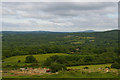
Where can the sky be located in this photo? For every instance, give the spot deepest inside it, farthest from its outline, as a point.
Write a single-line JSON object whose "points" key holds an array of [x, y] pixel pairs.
{"points": [[59, 16]]}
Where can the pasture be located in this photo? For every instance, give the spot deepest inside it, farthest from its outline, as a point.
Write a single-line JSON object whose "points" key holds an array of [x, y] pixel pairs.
{"points": [[40, 58]]}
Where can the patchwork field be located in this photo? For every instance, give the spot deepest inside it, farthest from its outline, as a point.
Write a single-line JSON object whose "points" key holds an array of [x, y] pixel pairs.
{"points": [[40, 58], [76, 72]]}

→ Exercise brief
Reproduce the records above word for word, beginning at the line that contains "Where can the patchwork" and stopping after the last line of the records.

→ Output of the task
Where can the patchwork field be located in this photo? For every instance, give the spot deepest inside it, farthest from its outline, as a point.
Write a single-line JSON object whose "points" key holds an array of [x, y] pixel pairs.
{"points": [[40, 58], [76, 72]]}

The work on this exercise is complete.